Levy, a Freeport (NY)-based attorney who was one of the country’s most successful trial lawyers, created Roosevelt Raceway from a modest parcel of land and built it into harness racing’s American “boom track” in the 1950’s and 1960’s and branding itself the world capital of harness racing.
In 1939, Levy formed the Old Country Trotting Association, desirous to see the rural sport of harness racing garner more attention than just at the county fair level. He used his many talents to make his passion come to fruition.
Levy built his racetrack in Westbury, Long Island on the field where Charles Lindbergh began his historic trans-Atlantic flight to Paris. Levy thought that by virtue of Long Islanders love of horse sports, coupled with a large grandstand, he had the perfect venue for a new harness racing facility. He was right.

(George Morton Levy seatedwith friends)

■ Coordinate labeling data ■
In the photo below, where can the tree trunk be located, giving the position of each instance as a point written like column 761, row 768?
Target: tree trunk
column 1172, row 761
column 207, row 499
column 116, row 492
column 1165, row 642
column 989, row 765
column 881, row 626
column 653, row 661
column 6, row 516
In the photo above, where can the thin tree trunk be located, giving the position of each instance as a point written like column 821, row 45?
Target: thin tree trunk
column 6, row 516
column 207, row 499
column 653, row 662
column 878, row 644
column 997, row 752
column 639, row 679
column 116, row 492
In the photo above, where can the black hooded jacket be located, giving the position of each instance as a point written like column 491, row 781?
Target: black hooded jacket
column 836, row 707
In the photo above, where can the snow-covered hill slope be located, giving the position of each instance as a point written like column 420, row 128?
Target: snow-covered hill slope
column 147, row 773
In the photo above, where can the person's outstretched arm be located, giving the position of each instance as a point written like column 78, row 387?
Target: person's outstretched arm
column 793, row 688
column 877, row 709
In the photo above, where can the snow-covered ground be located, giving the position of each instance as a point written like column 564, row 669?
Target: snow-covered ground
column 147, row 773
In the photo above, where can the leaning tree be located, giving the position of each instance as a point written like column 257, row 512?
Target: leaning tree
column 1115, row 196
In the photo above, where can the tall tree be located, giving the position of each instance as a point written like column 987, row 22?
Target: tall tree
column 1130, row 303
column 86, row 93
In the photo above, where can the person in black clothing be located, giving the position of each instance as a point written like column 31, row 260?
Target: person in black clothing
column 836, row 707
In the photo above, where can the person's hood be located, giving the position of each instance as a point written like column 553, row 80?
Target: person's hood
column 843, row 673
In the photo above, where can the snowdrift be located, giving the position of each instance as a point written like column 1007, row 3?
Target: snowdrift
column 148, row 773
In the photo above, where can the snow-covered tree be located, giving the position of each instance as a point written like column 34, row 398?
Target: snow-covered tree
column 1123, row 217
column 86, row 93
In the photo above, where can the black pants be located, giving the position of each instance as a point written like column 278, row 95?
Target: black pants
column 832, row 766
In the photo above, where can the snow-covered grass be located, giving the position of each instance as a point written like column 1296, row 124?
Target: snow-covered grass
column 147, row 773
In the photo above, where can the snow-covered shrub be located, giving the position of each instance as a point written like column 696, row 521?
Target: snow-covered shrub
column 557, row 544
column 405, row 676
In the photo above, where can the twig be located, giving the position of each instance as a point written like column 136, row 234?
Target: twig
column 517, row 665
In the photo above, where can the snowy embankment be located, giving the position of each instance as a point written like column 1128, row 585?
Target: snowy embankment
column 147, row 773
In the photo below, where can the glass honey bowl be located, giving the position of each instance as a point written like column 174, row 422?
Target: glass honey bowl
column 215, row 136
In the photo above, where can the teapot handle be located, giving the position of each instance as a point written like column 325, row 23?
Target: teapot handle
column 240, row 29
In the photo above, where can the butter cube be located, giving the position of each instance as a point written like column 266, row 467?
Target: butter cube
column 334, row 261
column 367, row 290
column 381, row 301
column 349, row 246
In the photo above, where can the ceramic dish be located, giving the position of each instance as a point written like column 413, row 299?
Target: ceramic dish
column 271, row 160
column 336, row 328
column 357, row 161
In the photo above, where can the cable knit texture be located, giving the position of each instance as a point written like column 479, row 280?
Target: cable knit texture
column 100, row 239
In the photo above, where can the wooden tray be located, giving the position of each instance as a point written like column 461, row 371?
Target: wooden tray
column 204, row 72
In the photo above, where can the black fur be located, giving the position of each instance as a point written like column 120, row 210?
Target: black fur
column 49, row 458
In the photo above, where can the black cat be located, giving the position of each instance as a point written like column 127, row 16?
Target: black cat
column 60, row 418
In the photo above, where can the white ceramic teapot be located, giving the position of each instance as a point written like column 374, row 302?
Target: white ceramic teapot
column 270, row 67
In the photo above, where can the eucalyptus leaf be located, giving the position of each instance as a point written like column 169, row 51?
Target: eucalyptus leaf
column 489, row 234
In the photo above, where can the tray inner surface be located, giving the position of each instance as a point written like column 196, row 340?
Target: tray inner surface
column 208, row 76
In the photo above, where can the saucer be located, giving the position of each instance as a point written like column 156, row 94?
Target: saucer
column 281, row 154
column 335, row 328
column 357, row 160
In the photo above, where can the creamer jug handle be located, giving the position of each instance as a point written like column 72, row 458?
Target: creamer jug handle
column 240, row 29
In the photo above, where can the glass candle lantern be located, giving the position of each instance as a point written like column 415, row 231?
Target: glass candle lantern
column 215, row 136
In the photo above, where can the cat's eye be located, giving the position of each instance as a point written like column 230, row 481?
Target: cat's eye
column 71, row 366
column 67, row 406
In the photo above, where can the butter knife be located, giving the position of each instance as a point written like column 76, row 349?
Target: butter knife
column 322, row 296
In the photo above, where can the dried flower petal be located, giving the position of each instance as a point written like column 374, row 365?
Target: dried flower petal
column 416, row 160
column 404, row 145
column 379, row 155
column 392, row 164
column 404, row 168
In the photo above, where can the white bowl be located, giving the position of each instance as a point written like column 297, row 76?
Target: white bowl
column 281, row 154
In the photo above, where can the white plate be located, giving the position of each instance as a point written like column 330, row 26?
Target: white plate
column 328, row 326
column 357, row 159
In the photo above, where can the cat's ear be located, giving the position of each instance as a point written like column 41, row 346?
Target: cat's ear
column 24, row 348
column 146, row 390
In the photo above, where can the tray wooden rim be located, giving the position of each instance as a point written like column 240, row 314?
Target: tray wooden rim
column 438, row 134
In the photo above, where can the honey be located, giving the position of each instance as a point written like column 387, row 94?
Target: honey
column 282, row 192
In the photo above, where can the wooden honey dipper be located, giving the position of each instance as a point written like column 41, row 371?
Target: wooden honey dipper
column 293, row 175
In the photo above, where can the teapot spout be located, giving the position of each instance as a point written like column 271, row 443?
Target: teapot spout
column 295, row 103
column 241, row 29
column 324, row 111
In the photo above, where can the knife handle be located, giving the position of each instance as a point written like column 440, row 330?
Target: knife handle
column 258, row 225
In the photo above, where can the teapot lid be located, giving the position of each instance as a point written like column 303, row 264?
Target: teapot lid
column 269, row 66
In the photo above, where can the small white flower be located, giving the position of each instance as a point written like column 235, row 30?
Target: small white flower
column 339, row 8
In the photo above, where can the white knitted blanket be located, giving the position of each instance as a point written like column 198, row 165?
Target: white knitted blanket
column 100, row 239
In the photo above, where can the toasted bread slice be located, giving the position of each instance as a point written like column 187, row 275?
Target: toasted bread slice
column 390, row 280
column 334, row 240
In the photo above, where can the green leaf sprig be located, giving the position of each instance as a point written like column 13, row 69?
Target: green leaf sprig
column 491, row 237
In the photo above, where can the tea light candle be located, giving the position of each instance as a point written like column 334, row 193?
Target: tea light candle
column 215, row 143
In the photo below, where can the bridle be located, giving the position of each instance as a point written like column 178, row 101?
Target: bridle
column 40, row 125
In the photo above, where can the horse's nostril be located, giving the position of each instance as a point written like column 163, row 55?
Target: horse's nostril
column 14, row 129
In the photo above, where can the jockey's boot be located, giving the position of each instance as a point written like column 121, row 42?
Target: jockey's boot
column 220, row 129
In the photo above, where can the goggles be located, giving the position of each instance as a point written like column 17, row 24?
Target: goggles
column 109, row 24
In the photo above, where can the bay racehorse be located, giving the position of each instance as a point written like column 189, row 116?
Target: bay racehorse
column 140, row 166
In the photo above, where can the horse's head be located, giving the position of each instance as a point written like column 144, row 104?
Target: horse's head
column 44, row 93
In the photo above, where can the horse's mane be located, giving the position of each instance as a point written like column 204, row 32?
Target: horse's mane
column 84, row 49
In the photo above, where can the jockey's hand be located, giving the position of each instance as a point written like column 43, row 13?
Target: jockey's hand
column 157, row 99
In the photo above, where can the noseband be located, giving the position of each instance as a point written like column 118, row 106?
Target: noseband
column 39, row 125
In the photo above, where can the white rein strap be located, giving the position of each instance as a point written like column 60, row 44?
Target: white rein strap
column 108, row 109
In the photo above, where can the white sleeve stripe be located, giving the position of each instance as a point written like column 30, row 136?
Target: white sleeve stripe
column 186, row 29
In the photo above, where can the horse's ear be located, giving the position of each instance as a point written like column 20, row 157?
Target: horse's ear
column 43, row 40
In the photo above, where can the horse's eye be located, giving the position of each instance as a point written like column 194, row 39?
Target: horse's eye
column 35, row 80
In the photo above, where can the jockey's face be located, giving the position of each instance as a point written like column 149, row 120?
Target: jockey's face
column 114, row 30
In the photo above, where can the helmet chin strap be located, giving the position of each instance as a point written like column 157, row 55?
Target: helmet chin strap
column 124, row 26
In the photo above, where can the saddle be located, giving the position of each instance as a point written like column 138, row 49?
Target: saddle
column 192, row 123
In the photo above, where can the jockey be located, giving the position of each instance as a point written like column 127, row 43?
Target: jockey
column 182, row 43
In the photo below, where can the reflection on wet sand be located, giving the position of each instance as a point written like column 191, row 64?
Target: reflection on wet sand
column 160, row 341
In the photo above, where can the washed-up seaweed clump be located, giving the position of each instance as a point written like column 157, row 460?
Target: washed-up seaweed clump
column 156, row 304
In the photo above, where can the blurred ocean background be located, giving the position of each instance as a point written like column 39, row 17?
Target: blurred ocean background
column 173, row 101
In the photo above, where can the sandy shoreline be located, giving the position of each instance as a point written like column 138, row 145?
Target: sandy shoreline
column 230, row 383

■ Short problem A ■
Reproduce word for word the passage on Roosevelt Raceway, everything from "In 1939, Levy" down to "Levy seatedwith friends)".
■ Short problem B ■
Decide whether each statement agrees with the passage on Roosevelt Raceway, answering yes or no and quoting the words that settle it: (i) Levy formed the Old Country Trotting Association in 1939. (ii) Levy built his racetrack in Freeport. (iii) The racetrack stands on the field where Charles Lindbergh began his trans-Atlantic flight to Paris.
■ Short problem C ■
Continue the passage on Roosevelt Raceway from the point where it ends.
The coordinate labeling data are not needed for any of the work.

■ Task answer A ■
In 1939, Levy formed the Old Country Trotting Association, desirous to see the rural sport of harness racing garner more attention than just at the county fair level. He used his many talents to make his passion come to fruition.
Levy built his racetrack in Westbury, Long Island on the field where Charles Lindbergh began his historic trans-Atlantic flight to Paris. Levy thought that by virtue of Long Islanders love of horse sports, coupled with a large grandstand, he had the perfect venue for a new harness racing facility. He was right.

(George Morton Levy seatedwith friends)

■ Task answer B ■
(i) Yes: "In 1939, Levy formed the Old Country Trotting Association"
(ii) No: "Levy built his racetrack in Westbury, Long Island"
(iii) Yes: "on the field where Charles Lindbergh began his historic trans-Atlantic flight to Paris"

■ Task answer C ■
However, Levy lacked the horses needed to run a proper meet. Thus, Opening Day – August 26, 1940 – he had only 27 horses to fill a program when 60 were needed. Fortunately, it rained hard that season and Levy was forced to keep his facility closed until Labor Day.
The Old Country Trotting Association thus had time enough to encourage horsemen to ship in from as far away as the Midwest to race at the new oval.
Levy’s dream finally came true and on September 2, 1940 – Roosevelt Raceway opened to an enthusiastic crowd of 4,584 patrons who wagered $40,734. During the first year, 75,175 customers wagered over $1.2 million during 27 nights of racing.
Despite the numbers, after the first three years of operation, Roosevelt Raceway was nearly a half-million dollars in the red. Levy even brought patrons in from the railroad stations via horse and buggy to guarantee grandstand attendees. “It was bleak,” he said. “You couldn’t get people to come out even if you bought their dinners and paid for their transportation.
(Cece Levy posing with portrait of George Morton Levy)
In 1943, due to wartime travel restrictions, Roosevelt shared a 35-day season with Buffalo, Saratoga, and Goshen’s Good Time Park at the old Empire City Thoroughbred track-(now Yonkers Raceway).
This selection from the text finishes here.